WORK REQUEST 1: In the article below on Australian public hospital performance, how many of the 201 hospitals received a "green light" rating in the same AMA report a year earlier?
WORK REQUEST 2: Name every hospital that, according to the article below on Australian public hospital performance, met its recommended timeframes.
WORK REQUEST 3: Continue the article below on Australian public hospital performance, starting after its final sentence.

Only three out of 201 public hospitals across Australia are providing care within recommended timeframes, and none of the hospitals in the New England, according to a report by the Australian Medical Association (AMA).
The organisation says the public health sector is struggling with pressures due to continued workforce shortages, increased ambulance ramping, energy departments beyond capacity and the unavailability of hospital beds, and have renewed their call for 50-50 federal and state funding of hospitals.
The analysis and concerns are not new, but are demonstrably getting worse. The same AMA report a year ago found only 15 of 201 hospitals got a ‘green light’ rating.
The findings come as national cabinet prepares to meet on Friday to discuss healthcare reforms. Hot on the agenda will be the GP crisis, and proposals to roll out a single employer model for GP training across the nation. Notably, the three hospitals that did meet their time frames according to the AMA report – Deniliquin, Narrandera, and Young – are all in the Murrumbidgee Health District where the single employer model has been in place since 2020.
Also on the agenda will be the collapse of bulk billing and the need for reform in Medicare, with Health Minister Mark Butler signalling in an interview on ABC Radio National Breakfast he’s looking for a more comprehensive reform than just lifting the rebate rate.
Pressures on state hospital systems are inevitably linked to access to GP care, but the issue of hospital funding may need to wait its turn in the intense agenda.

RECORDS SUPPLIED:
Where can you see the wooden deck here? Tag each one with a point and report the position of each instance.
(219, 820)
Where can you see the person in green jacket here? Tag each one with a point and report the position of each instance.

* * *

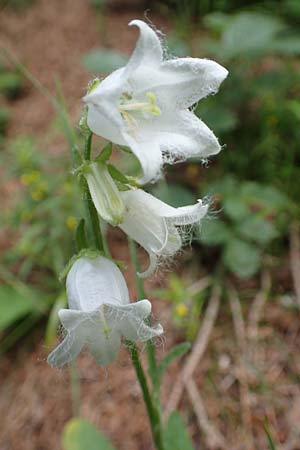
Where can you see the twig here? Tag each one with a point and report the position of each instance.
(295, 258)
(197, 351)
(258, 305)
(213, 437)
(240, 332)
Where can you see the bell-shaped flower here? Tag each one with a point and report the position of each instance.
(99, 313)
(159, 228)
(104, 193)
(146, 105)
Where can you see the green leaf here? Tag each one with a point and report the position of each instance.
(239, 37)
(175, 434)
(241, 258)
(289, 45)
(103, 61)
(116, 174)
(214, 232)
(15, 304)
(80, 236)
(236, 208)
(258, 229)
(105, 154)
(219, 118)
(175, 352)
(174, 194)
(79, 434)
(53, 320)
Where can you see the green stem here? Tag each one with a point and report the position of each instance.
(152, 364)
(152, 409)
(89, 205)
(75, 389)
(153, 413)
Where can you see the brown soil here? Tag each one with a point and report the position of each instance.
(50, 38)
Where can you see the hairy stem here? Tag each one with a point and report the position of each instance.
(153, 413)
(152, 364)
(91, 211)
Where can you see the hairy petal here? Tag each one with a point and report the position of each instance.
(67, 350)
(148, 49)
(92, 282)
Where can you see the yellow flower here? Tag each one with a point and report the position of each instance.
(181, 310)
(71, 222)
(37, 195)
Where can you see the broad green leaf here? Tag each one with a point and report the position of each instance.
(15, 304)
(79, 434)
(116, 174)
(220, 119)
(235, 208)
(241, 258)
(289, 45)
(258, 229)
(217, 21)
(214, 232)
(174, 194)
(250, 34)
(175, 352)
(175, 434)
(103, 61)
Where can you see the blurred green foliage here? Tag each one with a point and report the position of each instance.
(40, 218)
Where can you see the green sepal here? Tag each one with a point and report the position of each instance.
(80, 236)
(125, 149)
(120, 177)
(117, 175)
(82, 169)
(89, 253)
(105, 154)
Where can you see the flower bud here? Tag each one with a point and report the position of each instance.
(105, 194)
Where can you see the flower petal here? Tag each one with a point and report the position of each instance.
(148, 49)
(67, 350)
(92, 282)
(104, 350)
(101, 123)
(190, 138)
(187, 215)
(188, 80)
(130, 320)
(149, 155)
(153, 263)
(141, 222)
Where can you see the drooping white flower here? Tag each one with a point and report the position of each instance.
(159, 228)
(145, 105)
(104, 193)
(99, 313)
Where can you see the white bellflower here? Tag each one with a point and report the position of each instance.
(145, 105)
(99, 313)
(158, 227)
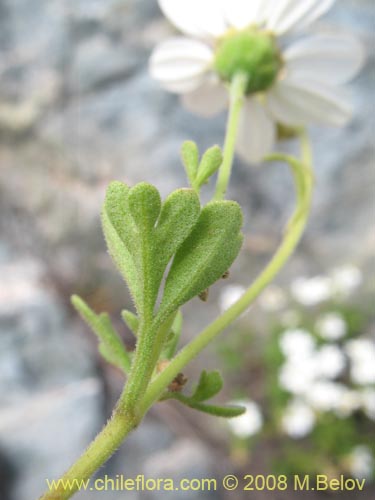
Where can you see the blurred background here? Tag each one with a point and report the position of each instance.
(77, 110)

---

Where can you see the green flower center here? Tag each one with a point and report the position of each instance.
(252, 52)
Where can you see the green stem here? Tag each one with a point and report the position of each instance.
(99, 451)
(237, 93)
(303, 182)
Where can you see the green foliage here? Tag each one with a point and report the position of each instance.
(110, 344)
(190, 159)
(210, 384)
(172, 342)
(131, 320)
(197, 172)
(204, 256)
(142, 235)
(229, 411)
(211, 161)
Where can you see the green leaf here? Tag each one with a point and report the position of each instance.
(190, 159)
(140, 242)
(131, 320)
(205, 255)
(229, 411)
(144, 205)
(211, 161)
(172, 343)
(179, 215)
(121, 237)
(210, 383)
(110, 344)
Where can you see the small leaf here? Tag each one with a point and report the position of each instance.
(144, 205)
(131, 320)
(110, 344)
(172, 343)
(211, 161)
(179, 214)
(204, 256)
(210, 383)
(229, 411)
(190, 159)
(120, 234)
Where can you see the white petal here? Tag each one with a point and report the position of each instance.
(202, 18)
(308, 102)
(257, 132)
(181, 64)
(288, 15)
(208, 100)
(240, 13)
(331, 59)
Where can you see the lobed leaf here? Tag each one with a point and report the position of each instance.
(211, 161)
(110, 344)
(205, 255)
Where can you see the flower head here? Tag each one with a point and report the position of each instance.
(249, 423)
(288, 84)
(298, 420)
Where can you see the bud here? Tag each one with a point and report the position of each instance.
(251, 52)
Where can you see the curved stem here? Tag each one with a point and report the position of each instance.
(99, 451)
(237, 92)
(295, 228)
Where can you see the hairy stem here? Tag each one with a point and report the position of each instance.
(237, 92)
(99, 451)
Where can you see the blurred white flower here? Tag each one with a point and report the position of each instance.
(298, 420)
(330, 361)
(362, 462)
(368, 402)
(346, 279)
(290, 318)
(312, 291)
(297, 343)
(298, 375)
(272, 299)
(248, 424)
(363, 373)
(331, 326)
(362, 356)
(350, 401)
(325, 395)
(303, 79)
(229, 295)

OUTPUT 1: 15 of the 201 hospitals.

OUTPUT 2: Deniliquin, Narrandera, and Young

OUTPUT 3:
AMA president Professor Steve Robson said the AMA has also been calling on the federal government to increase its share of hospital funding from 45 to 50 per cent, and to remove the annual cap on activity.
“For their part, the states and territories need to commit to improve hospital performance by re-investing that extra five per cent.”
“And both need to fund additional ongoing performance improvement, capacity expansion, and ways to reduce avoidable admissions.”
“We want ministers to tackle the backlog of surgeries that we estimate will top half a million at the end of June, because it’s devastating for every person waiting and dealing with months and months of pain,” Professor Robson said.
The AMA report revealed Tamworth Hospital is one of the worst performing in the state, with only 62% of emergency patients, 57% of urgent cases and 53% of semi-urgent cases being seen in the recommended timeframes.
Other region hospitals scored much higher, with the next lowest for emergency care being Inverell and Armidale, which both saw 80% of emergency patients within the recommended time frame.
Patients can look up their local hospital’s score on the AMA Hospital Logjam tool.